Output all of the records word for word and drop the images.

[Input data — start]

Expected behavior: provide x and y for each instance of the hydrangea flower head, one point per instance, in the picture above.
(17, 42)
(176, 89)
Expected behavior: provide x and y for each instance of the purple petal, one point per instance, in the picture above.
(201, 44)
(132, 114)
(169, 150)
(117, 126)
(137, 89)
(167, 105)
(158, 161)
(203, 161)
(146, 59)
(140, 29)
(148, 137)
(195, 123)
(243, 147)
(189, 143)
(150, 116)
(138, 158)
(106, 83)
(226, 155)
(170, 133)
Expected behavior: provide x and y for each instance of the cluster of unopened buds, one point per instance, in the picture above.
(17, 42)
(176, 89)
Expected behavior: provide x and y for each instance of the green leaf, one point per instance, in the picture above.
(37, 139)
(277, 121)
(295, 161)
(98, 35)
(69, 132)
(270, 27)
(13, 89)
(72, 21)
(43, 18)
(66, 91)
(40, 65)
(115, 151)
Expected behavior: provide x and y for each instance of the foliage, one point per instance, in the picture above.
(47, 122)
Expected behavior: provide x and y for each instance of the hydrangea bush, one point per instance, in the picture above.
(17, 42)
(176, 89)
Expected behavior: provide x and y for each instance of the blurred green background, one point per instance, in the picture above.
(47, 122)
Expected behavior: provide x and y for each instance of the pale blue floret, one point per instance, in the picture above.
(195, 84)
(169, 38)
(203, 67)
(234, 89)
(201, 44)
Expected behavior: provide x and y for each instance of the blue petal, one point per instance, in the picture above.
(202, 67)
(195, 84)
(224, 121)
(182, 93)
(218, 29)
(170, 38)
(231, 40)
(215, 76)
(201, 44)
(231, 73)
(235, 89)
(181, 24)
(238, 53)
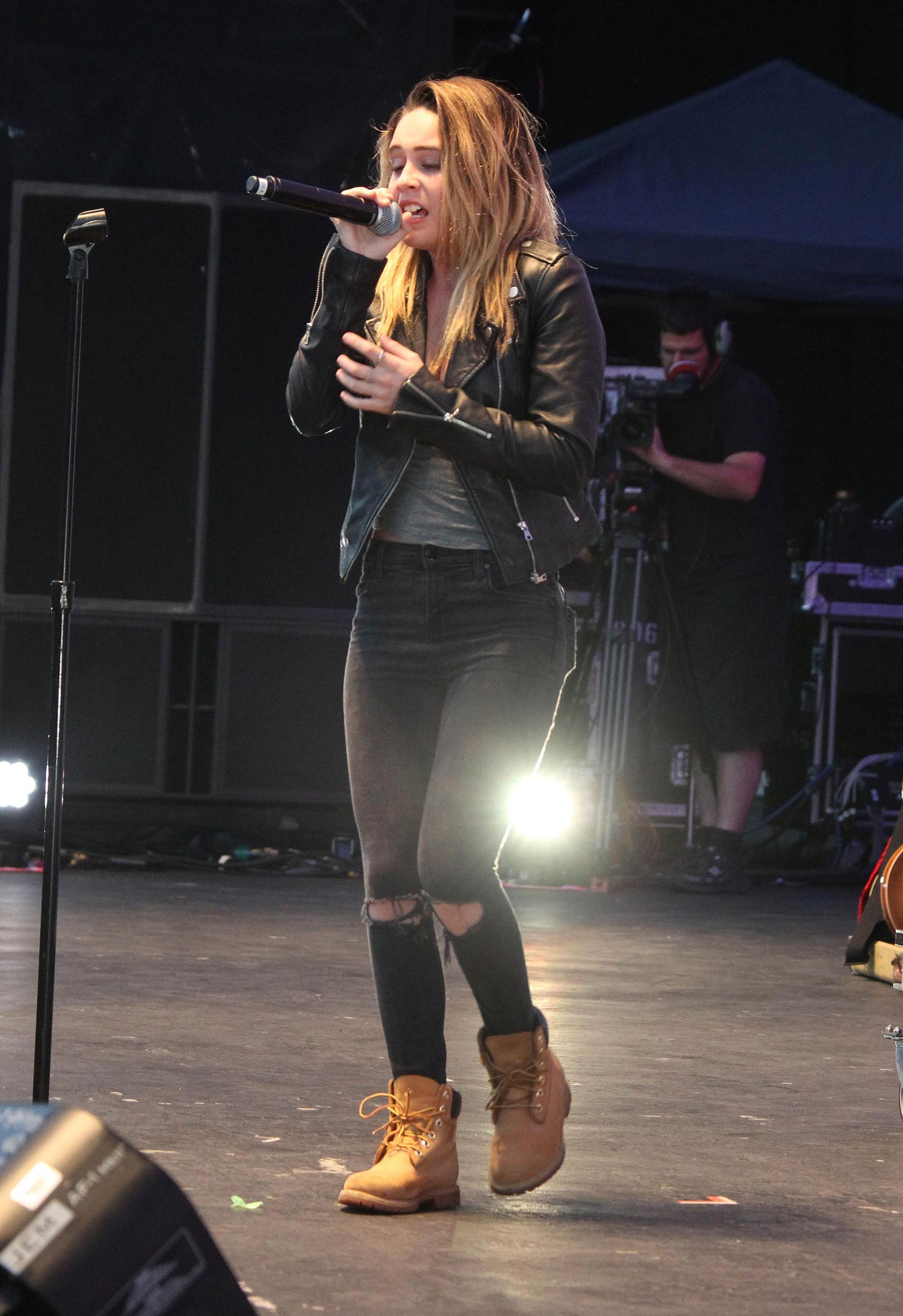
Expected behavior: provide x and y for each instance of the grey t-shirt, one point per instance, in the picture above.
(431, 504)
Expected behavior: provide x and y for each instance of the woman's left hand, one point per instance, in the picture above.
(375, 386)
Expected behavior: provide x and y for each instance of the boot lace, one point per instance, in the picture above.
(525, 1077)
(406, 1129)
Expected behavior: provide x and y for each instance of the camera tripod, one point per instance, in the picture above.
(603, 698)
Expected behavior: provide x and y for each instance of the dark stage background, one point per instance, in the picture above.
(191, 99)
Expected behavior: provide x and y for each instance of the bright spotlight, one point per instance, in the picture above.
(541, 807)
(16, 785)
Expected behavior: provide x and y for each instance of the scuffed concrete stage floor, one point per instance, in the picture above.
(716, 1046)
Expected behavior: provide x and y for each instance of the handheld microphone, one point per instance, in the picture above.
(382, 220)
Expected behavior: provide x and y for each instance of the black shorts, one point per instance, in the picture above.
(735, 640)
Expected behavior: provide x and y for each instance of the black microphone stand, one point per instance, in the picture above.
(86, 230)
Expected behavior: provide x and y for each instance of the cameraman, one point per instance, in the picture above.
(719, 455)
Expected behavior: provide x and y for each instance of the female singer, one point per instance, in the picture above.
(470, 346)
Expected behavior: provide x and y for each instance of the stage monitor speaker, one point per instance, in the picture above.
(90, 1227)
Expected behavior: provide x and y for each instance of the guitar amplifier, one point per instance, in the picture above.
(853, 590)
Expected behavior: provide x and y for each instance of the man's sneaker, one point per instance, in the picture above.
(710, 870)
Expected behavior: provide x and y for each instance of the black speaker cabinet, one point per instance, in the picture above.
(90, 1227)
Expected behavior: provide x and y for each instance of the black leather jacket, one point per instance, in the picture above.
(520, 427)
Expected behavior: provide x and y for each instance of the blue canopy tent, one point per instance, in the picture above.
(775, 184)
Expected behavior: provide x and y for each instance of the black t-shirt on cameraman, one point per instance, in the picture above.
(714, 539)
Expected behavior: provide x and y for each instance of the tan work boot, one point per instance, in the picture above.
(417, 1164)
(529, 1103)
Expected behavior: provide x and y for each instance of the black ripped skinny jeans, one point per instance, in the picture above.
(450, 690)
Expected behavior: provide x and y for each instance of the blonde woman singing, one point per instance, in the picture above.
(470, 346)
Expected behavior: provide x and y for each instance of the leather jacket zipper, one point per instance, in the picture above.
(382, 504)
(525, 531)
(448, 416)
(318, 299)
(521, 524)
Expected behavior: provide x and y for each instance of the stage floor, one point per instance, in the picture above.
(716, 1046)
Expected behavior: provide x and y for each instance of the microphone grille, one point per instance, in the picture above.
(387, 222)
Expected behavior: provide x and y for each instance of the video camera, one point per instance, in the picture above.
(636, 412)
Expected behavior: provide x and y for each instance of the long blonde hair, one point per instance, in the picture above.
(494, 198)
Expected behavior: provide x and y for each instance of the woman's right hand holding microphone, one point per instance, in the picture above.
(358, 237)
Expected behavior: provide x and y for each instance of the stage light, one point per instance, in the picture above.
(16, 785)
(541, 807)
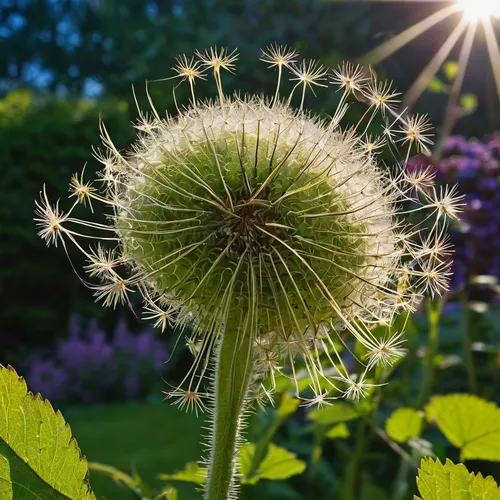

[Input data — finish]

Expected output:
Expected behavior: provide x and y for each instance of the hydrangea flower head, one point per instance, in the picture above.
(17, 42)
(176, 89)
Expected behavior: provide x and y for each instance of the purple petal, one point per instance, in the picture above.
(201, 44)
(132, 114)
(169, 150)
(117, 126)
(137, 89)
(167, 105)
(158, 161)
(203, 161)
(146, 59)
(140, 29)
(148, 137)
(195, 123)
(243, 147)
(189, 143)
(150, 116)
(138, 158)
(106, 83)
(226, 155)
(170, 133)
Expected behavior: provide x and y for each instance of the cluster of unopened buds, one point per instance, in the picture above.
(17, 42)
(176, 89)
Expected behavior: provide x and y for each instance of the green leaf, one point per instance, in the picture above.
(37, 139)
(277, 121)
(295, 161)
(98, 35)
(69, 132)
(270, 27)
(13, 89)
(72, 21)
(43, 18)
(66, 91)
(40, 65)
(115, 151)
Expected behavior: provide x and y for each instance of the foliage, one point per instance, in the picture above.
(47, 122)
Expected behavior: provide x and y for each instance of the hydrangea bush, one point per instance, in the picture above.
(17, 42)
(176, 89)
Expected behavior: provide x and y for each instance of the blurred green background, one point per instance, in the picture above.
(47, 122)
Expected behavior: provide x and y for each instance of the pale blue floret, one point per instance, in the picture above.
(195, 84)
(169, 38)
(203, 67)
(234, 89)
(201, 44)
Expected behavior: provide x and y for each instance of the blue petal, one point per instance, in the picture above.
(202, 67)
(195, 84)
(224, 121)
(182, 93)
(218, 29)
(170, 38)
(231, 40)
(215, 76)
(201, 44)
(231, 73)
(235, 89)
(181, 24)
(238, 53)
Expected behavior: provide x and y for each instance of the grey t-shirt, one point per instance, in the picture above.
(431, 504)
Expected behavior: provide x and y for each instance of the woman's left hand, one point per instance, in the picture above.
(375, 386)
Expected behavior: provide x and y for each instance of the boot lace, one point per instance, in the picture above.
(525, 1077)
(406, 1129)
Expected behavior: provide x and y for each instance of the camera tripod, one point per instance, in the picture above.
(603, 698)
Expected behavior: provide x and y for each instance of the dark stage background, one point per instance, in the picture above.
(191, 99)
Expected behavior: provide x and y for each instance of the bright spotlight, one point per instance, in the picture above.
(541, 807)
(16, 785)
Expected behavior: provide x and y for each instance of the scuffed concrete stage floor, one point per instance, in the picture above.
(716, 1046)
Expected behavior: provide x and y for each instance of the handheld microphone, one point per instance, in the picture above.
(382, 220)
Expected behavior: provide x and y for each instance of the black shorts, one point per instance, in the picture above.
(735, 640)
Expected behavior: provide x and y for each instance of the black microphone stand, one point per instance, in the picture above.
(86, 230)
Expected behavior: provide x and y for each instance of the cameraman, one point per instance, in the picture above.
(719, 455)
Expected behavior: provide x and y for each instance of the female singer, one point per instance, in the picture above.
(470, 346)
Expected behavior: provide x and y for each instance of the stage monitor speaker, one point per instance, in the picture above.
(90, 1227)
Expected behavior: provide x and y for each instance of the guitar amplifier, one point per instance, in the picture above.
(853, 590)
Expected behavior: provide x and y for each instance of the man's sneaker, one point per instance, in the picture above.
(710, 870)
Expected behavior: provide x and y for each instance of the black speaker cabinet, one point per instance, in the picture above.
(90, 1227)
Expected behavior: provide x and y for each instance of the black leather jacket, one point per instance, in the picture above.
(520, 427)
Expected behavior: provide x and y for each instance of the blue canopy tent, one point per instance, in the picture above.
(775, 184)
Expected behavior: provide x and y for each instance of the black t-shirt on cameraman, one point per instance, in the picture above.
(714, 539)
Expected behavior: provide x and y for each instance of the tan work boot, one point per instance, in the picture above.
(417, 1164)
(529, 1103)
Expected behavior: provide x and y for each instance of the black ripped skinny jeans, one point per instance, in the picture above.
(450, 690)
Expected behavior: provide x and y for each instance of the blonde woman singing, one point per instance, in the picture above.
(470, 346)
Expected behavior: provide x and y for each instance of the leather jacket zipper, one point per instance, in the picture above.
(382, 504)
(525, 531)
(448, 416)
(318, 299)
(521, 524)
Expected behavior: provide x and y for each instance of the stage floor, one point per instance, in the picture above.
(716, 1046)
Expected behavior: provide x and y for each instance of the microphone grille, one point per instance, in the picture above.
(387, 222)
Expected behavior: provide x and y for each instance of the video camera, one point per instance, in the picture above.
(636, 412)
Expected behavior: provide x and y for each instance of the long blonde hair, one point per instance, in the picture above.
(494, 198)
Expected behavior: provide x and y for each instance of the woman's right hand holding microphone, one point per instance, in the picture above.
(358, 237)
Expected behavior: provide x and y for each instance of the stage light, one point per instance, in the picture above.
(16, 785)
(541, 807)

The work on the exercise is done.